## WHAT YOU SHOULD DO
Turn every line of the records below into a JSON list of strings, one string per line, with blank lines left out.
------ RECORDS SUPPLIED ------
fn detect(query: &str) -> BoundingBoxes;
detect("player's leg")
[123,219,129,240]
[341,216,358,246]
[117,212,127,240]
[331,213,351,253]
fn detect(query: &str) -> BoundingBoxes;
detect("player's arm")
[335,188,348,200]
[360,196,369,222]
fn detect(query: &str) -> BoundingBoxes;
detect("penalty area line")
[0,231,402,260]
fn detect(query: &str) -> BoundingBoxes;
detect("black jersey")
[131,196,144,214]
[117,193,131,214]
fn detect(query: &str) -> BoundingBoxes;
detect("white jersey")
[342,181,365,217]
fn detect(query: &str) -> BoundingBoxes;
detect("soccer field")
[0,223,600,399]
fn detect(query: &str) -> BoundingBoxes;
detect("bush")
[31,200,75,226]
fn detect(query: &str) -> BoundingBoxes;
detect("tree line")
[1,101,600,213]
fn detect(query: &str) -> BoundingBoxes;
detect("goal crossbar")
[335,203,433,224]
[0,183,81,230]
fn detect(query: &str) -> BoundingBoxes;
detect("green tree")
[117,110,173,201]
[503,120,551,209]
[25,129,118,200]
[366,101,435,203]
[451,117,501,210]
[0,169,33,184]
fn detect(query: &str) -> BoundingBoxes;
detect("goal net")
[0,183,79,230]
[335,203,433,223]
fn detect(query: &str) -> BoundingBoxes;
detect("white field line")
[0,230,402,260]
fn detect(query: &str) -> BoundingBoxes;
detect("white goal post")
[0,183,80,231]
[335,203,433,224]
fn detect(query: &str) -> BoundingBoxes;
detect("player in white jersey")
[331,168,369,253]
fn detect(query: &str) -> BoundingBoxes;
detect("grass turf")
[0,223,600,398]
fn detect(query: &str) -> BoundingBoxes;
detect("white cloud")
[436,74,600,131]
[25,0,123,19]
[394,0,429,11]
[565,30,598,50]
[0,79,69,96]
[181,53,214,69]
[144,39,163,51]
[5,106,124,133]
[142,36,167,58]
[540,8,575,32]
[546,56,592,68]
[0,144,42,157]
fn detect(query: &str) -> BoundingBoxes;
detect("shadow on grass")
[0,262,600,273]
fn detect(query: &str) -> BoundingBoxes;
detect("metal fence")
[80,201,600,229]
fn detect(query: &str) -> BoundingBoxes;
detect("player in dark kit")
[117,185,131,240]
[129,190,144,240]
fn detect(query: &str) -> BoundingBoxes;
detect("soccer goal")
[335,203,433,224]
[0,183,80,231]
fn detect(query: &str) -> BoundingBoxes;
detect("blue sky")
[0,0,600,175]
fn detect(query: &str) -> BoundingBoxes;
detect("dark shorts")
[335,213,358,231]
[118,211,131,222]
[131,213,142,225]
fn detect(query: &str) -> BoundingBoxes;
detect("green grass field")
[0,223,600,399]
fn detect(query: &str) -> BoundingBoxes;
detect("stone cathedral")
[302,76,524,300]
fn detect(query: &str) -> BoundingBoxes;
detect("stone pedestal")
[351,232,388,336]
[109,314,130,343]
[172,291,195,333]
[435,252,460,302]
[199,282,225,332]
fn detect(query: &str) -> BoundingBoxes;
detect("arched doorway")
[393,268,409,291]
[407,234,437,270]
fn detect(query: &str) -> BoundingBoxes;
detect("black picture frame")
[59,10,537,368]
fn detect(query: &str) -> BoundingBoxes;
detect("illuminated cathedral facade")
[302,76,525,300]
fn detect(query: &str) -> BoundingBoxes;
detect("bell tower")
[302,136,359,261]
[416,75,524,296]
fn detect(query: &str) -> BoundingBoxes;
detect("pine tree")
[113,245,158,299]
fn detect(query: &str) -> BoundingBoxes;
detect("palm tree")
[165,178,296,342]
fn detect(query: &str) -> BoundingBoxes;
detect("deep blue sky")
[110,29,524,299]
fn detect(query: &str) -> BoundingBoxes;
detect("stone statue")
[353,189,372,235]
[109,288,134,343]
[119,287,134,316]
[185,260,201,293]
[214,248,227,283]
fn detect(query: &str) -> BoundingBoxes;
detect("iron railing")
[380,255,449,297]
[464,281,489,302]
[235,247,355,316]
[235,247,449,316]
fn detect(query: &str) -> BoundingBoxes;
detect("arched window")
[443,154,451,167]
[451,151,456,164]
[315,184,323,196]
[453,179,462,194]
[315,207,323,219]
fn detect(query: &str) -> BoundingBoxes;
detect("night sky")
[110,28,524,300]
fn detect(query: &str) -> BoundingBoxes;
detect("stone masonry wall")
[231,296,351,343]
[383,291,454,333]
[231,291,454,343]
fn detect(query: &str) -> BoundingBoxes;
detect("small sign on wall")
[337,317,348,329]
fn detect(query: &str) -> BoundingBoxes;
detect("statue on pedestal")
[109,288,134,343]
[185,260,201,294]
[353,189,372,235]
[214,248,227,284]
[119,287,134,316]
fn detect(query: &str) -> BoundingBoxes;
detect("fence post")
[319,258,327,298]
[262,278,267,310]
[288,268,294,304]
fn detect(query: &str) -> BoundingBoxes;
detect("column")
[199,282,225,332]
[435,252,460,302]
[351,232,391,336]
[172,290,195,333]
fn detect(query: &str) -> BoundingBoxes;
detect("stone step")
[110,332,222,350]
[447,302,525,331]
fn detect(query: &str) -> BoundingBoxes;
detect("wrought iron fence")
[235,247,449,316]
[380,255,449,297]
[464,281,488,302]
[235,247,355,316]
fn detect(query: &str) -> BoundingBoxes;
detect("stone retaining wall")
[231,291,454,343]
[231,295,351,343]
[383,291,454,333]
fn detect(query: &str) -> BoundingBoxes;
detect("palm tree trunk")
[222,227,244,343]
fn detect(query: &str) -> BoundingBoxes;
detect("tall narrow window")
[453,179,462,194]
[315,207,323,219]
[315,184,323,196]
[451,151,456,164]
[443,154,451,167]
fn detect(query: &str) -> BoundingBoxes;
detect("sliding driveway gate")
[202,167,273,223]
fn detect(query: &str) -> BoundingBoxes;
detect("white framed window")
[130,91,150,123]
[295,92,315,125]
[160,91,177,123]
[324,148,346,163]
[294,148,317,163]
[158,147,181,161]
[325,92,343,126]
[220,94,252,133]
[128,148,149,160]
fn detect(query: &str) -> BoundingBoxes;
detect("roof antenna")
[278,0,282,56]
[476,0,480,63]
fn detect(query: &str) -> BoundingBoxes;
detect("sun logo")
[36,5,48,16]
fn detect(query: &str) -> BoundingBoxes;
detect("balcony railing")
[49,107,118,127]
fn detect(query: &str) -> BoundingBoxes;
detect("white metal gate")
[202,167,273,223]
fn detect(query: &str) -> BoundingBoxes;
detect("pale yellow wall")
------
## ANSWER TO THE PROBLEM
[
  "fn detect(query: &str) -> BoundingBoxes;",
  "detect(\"player's leg\")",
  "[123,219,129,240]",
  "[341,216,358,246]",
  "[117,212,127,240]",
  "[331,213,351,253]",
  "fn detect(query: &str) -> BoundingBoxes;",
  "detect(\"player's arm\")",
  "[335,188,348,200]",
  "[360,196,369,222]",
  "fn detect(query: &str) -> BoundingBoxes;",
  "detect(\"penalty area line\")",
  "[0,231,402,260]",
  "fn detect(query: &str) -> BoundingBoxes;",
  "detect(\"black jersey\")",
  "[131,196,144,214]",
  "[117,193,131,214]",
  "fn detect(query: &str) -> BoundingBoxes;",
  "detect(\"white jersey\")",
  "[342,181,365,217]",
  "fn detect(query: &str) -> BoundingBoxes;",
  "detect(\"soccer field\")",
  "[0,223,600,399]",
  "fn detect(query: &str) -> BoundingBoxes;",
  "detect(\"bush\")",
  "[31,200,75,226]",
  "fn detect(query: &str) -> BoundingBoxes;",
  "detect(\"tree line\")",
  "[1,101,600,213]",
  "fn detect(query: &str) -> BoundingBoxes;",
  "detect(\"goal crossbar\")",
  "[335,203,433,224]",
  "[0,183,81,230]",
  "fn detect(query: &str) -> BoundingBoxes;",
  "detect(\"green tree\")",
  "[117,110,173,201]",
  "[503,120,551,209]",
  "[25,129,118,200]",
  "[366,101,435,203]",
  "[451,117,501,210]",
  "[0,169,33,184]",
  "fn detect(query: &str) -> BoundingBoxes;",
  "detect(\"goal net\")",
  "[0,183,79,230]",
  "[335,203,433,223]",
  "fn detect(query: &str) -> BoundingBoxes;",
  "detect(\"white field line\")",
  "[0,230,402,260]",
  "fn detect(query: &str) -> BoundingBoxes;",
  "detect(\"white goal post\")",
  "[0,183,80,231]",
  "[335,203,433,224]",
  "fn detect(query: &str) -> BoundingBoxes;",
  "detect(\"player in white jersey\")",
  "[331,168,369,253]",
  "fn detect(query: &str) -> BoundingBoxes;",
  "detect(\"grass turf\")",
  "[0,223,600,398]",
  "fn detect(query: &str) -> BoundingBoxes;",
  "detect(\"white cloud\")",
  "[436,74,600,131]",
  "[25,0,123,19]",
  "[394,0,429,11]",
  "[565,30,598,50]",
  "[0,79,69,96]",
  "[181,53,214,69]",
  "[144,39,163,51]",
  "[5,106,124,133]",
  "[142,36,167,58]",
  "[540,8,575,32]",
  "[546,56,592,68]",
  "[0,144,42,157]",
  "fn detect(query: &str) -> BoundingBoxes;",
  "detect(\"shadow on grass\")",
  "[0,262,600,273]",
  "fn detect(query: &str) -> BoundingBoxes;",
  "detect(\"metal fence\")",
  "[80,201,600,229]",
  "fn detect(query: &str) -> BoundingBoxes;",
  "detect(\"player in dark kit\")",
  "[117,185,131,240]",
  "[129,190,144,240]",
  "fn detect(query: &str) -> BoundingBoxes;",
  "detect(\"soccer goal\")",
  "[335,203,433,224]",
  "[0,183,80,231]",
  "fn detect(query: &str) -> BoundingBoxes;",
  "detect(\"blue sky\")",
  "[0,0,600,175]",
  "fn detect(query: &str) -> BoundingBoxes;",
  "detect(\"dark shorts\")",
  "[335,213,358,231]",
  "[118,211,131,222]",
  "[131,213,142,225]",
  "fn detect(query: &str) -> BoundingBoxes;",
  "detect(\"green grass field\")",
  "[0,223,600,399]",
  "fn detect(query: &str) -> BoundingBoxes;",
  "detect(\"stone cathedral\")",
  "[302,76,524,300]",
  "fn detect(query: &str) -> BoundingBoxes;",
  "detect(\"stone pedestal\")",
  "[351,232,388,336]",
  "[109,314,130,343]",
  "[172,291,195,333]",
  "[435,252,460,302]",
  "[199,282,225,332]",
  "fn detect(query: &str) -> BoundingBoxes;",
  "detect(\"arched doorway\")",
  "[393,268,409,291]",
  "[407,234,437,270]",
  "fn detect(query: &str) -> BoundingBoxes;",
  "detect(\"black picture frame\")",
  "[59,10,537,368]",
  "fn detect(query: &str) -> BoundingBoxes;",
  "detect(\"illuminated cathedral facade\")",
  "[302,76,525,300]",
  "fn detect(query: &str) -> BoundingBoxes;",
  "detect(\"bell tower\")",
  "[302,136,359,261]",
  "[416,75,524,296]",
  "fn detect(query: &str) -> BoundingBoxes;",
  "detect(\"pine tree\")",
  "[113,245,158,299]",
  "fn detect(query: &str) -> BoundingBoxes;",
  "detect(\"palm tree\")",
  "[165,178,296,342]",
  "fn detect(query: &str) -> BoundingBoxes;",
  "detect(\"deep blue sky\")",
  "[110,29,524,299]",
  "fn detect(query: &str) -> BoundingBoxes;",
  "detect(\"stone statue\")",
  "[353,189,372,235]",
  "[109,288,134,343]",
  "[119,287,134,316]",
  "[185,260,201,293]",
  "[214,248,227,283]",
  "fn detect(query: &str) -> BoundingBoxes;",
  "detect(\"iron railing\")",
  "[380,255,449,297]",
  "[464,281,489,302]",
  "[235,247,355,316]",
  "[235,247,449,316]",
  "fn detect(query: &str) -> BoundingBoxes;",
  "detect(\"arched window\")",
  "[443,154,451,167]",
  "[451,151,456,164]",
  "[315,184,323,196]",
  "[453,179,462,194]",
  "[315,207,323,219]",
  "fn detect(query: &str) -> BoundingBoxes;",
  "detect(\"night sky\")",
  "[110,28,524,300]",
  "fn detect(query: &str) -> BoundingBoxes;",
  "detect(\"stone masonry wall\")",
  "[231,296,351,343]",
  "[383,291,454,333]",
  "[231,291,454,343]",
  "fn detect(query: &str) -> BoundingBoxes;",
  "detect(\"small sign on wall\")",
  "[337,317,348,329]",
  "fn detect(query: &str) -> BoundingBoxes;",
  "detect(\"statue on pedestal\")",
  "[109,288,134,343]",
  "[185,260,201,294]",
  "[353,189,372,235]",
  "[214,248,227,284]",
  "[119,287,134,316]",
  "fn detect(query: &str) -> BoundingBoxes;",
  "detect(\"fence post\")",
  "[319,258,327,298]",
  "[262,278,267,310]",
  "[288,268,294,304]",
  "fn detect(query: &str) -> BoundingBoxes;",
  "detect(\"column\")",
  "[199,282,225,332]",
  "[435,252,460,302]",
  "[351,232,391,336]",
  "[172,290,195,333]",
  "fn detect(query: &str) -> BoundingBoxes;",
  "detect(\"stone step\")",
  "[110,332,222,350]",
  "[447,302,525,331]",
  "fn detect(query: &str) -> BoundingBoxes;",
  "detect(\"wrought iron fence\")",
  "[235,247,449,316]",
  "[380,255,449,297]",
  "[464,281,488,302]",
  "[235,247,355,316]",
  "fn detect(query: &str) -> BoundingBoxes;",
  "detect(\"stone retaining wall\")",
  "[231,291,454,343]",
  "[231,295,351,343]",
  "[383,291,454,333]",
  "fn detect(query: &str) -> BoundingBoxes;",
  "detect(\"palm tree trunk\")",
  "[222,227,244,343]",
  "fn detect(query: &str) -> BoundingBoxes;",
  "detect(\"tall narrow window\")",
  "[453,179,462,194]",
  "[315,207,323,219]",
  "[315,184,323,196]",
  "[451,151,456,164]",
  "[443,154,451,167]",
  "fn detect(query: &str) -> BoundingBoxes;",
  "detect(\"sliding driveway gate\")",
  "[202,167,273,223]",
  "fn detect(query: &str) -> BoundingBoxes;",
  "detect(\"white framed window\")",
  "[130,91,150,123]",
  "[295,92,315,125]",
  "[160,91,177,123]",
  "[324,148,346,163]",
  "[294,148,317,163]",
  "[158,147,181,161]",
  "[325,92,343,126]",
  "[220,94,252,133]",
  "[128,148,149,160]",
  "fn detect(query: &str) -> BoundingBoxes;",
  "detect(\"roof antenna\")",
  "[278,0,282,56]",
  "[476,0,480,63]",
  "fn detect(query: &str) -> BoundingBoxes;",
  "detect(\"sun logo\")",
  "[36,5,48,16]",
  "fn detect(query: &str) -> BoundingBoxes;",
  "detect(\"balcony railing\")",
  "[49,107,118,127]",
  "fn detect(query: &str) -> BoundingBoxes;",
  "detect(\"white metal gate\")",
  "[202,167,273,223]",
  "fn detect(query: &str) -> BoundingBoxes;",
  "detect(\"pale yellow wall\")"
]